Work order: Write out the full listing exactly.

═════ Dataset excerpts

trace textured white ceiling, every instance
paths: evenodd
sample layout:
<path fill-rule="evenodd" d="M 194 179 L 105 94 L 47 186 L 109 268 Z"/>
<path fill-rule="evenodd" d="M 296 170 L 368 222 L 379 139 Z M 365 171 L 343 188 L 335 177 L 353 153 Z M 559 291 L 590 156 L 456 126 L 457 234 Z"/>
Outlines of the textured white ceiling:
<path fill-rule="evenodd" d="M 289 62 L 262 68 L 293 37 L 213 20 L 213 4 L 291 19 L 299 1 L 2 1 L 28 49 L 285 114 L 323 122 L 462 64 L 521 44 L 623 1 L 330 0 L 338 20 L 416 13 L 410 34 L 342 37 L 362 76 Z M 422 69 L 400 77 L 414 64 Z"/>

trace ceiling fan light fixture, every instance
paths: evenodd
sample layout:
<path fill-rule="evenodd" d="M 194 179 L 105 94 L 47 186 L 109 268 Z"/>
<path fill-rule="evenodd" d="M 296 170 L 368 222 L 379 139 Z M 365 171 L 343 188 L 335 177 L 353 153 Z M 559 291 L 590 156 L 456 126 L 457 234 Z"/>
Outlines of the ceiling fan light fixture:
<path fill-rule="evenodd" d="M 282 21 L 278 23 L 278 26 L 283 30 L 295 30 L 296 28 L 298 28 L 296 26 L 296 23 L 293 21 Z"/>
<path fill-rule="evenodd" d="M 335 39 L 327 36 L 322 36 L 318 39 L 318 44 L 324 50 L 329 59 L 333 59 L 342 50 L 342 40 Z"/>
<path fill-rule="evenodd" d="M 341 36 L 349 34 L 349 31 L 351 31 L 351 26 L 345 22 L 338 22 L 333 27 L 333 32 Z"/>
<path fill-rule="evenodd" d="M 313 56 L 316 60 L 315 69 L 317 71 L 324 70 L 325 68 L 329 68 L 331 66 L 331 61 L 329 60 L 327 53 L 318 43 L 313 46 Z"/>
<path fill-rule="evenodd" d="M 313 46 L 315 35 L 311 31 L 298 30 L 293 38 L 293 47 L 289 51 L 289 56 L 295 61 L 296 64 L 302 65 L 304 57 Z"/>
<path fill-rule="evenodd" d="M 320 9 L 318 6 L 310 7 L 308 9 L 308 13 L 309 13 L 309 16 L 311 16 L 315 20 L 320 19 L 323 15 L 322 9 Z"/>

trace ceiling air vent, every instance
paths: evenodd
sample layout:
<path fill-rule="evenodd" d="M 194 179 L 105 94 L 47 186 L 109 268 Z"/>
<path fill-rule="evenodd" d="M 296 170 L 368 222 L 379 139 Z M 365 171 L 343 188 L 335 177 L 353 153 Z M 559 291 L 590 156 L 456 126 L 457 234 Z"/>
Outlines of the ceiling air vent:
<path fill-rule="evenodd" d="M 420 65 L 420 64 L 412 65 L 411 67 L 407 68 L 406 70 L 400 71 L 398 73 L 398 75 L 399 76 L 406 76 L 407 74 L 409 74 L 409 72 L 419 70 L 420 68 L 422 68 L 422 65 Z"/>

══════════

Output of the task:
trace textured white ceiling, every instance
paths: evenodd
sample layout:
<path fill-rule="evenodd" d="M 194 179 L 105 94 L 47 186 L 109 268 Z"/>
<path fill-rule="evenodd" d="M 296 170 L 368 222 L 379 139 Z M 365 171 L 343 188 L 335 177 L 353 153 Z M 559 291 L 590 156 L 456 126 L 457 234 Z"/>
Outlines of the textured white ceiling:
<path fill-rule="evenodd" d="M 289 62 L 262 68 L 293 37 L 213 20 L 213 4 L 291 19 L 299 1 L 2 1 L 28 49 L 285 114 L 323 122 L 462 64 L 521 44 L 623 1 L 330 0 L 338 20 L 416 13 L 410 34 L 342 37 L 362 76 Z M 422 69 L 400 77 L 414 64 Z"/>

trace ceiling fan light fixture, every instance
paths: evenodd
sample layout:
<path fill-rule="evenodd" d="M 194 179 L 105 94 L 47 186 L 109 268 Z"/>
<path fill-rule="evenodd" d="M 296 170 L 368 222 L 379 139 Z M 365 171 L 343 188 L 335 177 L 353 153 Z M 559 291 L 590 156 L 456 126 L 457 234 Z"/>
Outlines of the ceiling fan light fixture:
<path fill-rule="evenodd" d="M 282 21 L 278 23 L 278 26 L 283 30 L 295 30 L 296 28 L 298 28 L 296 26 L 296 23 L 293 21 Z"/>
<path fill-rule="evenodd" d="M 335 39 L 327 36 L 322 36 L 318 39 L 318 44 L 324 50 L 329 59 L 333 59 L 342 50 L 342 40 Z"/>
<path fill-rule="evenodd" d="M 341 36 L 349 34 L 349 31 L 351 31 L 351 26 L 345 22 L 338 22 L 333 27 L 333 32 Z"/>
<path fill-rule="evenodd" d="M 313 56 L 316 60 L 315 69 L 317 71 L 324 70 L 325 68 L 329 68 L 331 66 L 331 61 L 329 60 L 327 53 L 318 43 L 313 46 Z"/>
<path fill-rule="evenodd" d="M 313 46 L 315 35 L 311 31 L 298 30 L 293 38 L 293 47 L 289 51 L 289 56 L 295 61 L 296 64 L 302 65 L 304 57 Z"/>
<path fill-rule="evenodd" d="M 320 9 L 318 6 L 310 7 L 308 9 L 308 13 L 309 13 L 309 16 L 311 16 L 315 20 L 320 19 L 323 15 L 322 9 Z"/>

trace ceiling air vent, every instance
paths: evenodd
sample layout:
<path fill-rule="evenodd" d="M 194 179 L 105 94 L 47 186 L 109 268 Z"/>
<path fill-rule="evenodd" d="M 296 170 L 368 222 L 379 139 Z M 365 171 L 343 188 L 335 177 L 353 153 Z M 559 291 L 590 156 L 456 126 L 457 234 Z"/>
Outlines of the ceiling air vent:
<path fill-rule="evenodd" d="M 420 65 L 420 64 L 412 65 L 411 67 L 407 68 L 406 70 L 400 71 L 398 73 L 398 75 L 399 76 L 406 76 L 407 74 L 409 74 L 409 72 L 419 70 L 420 68 L 422 68 L 422 65 Z"/>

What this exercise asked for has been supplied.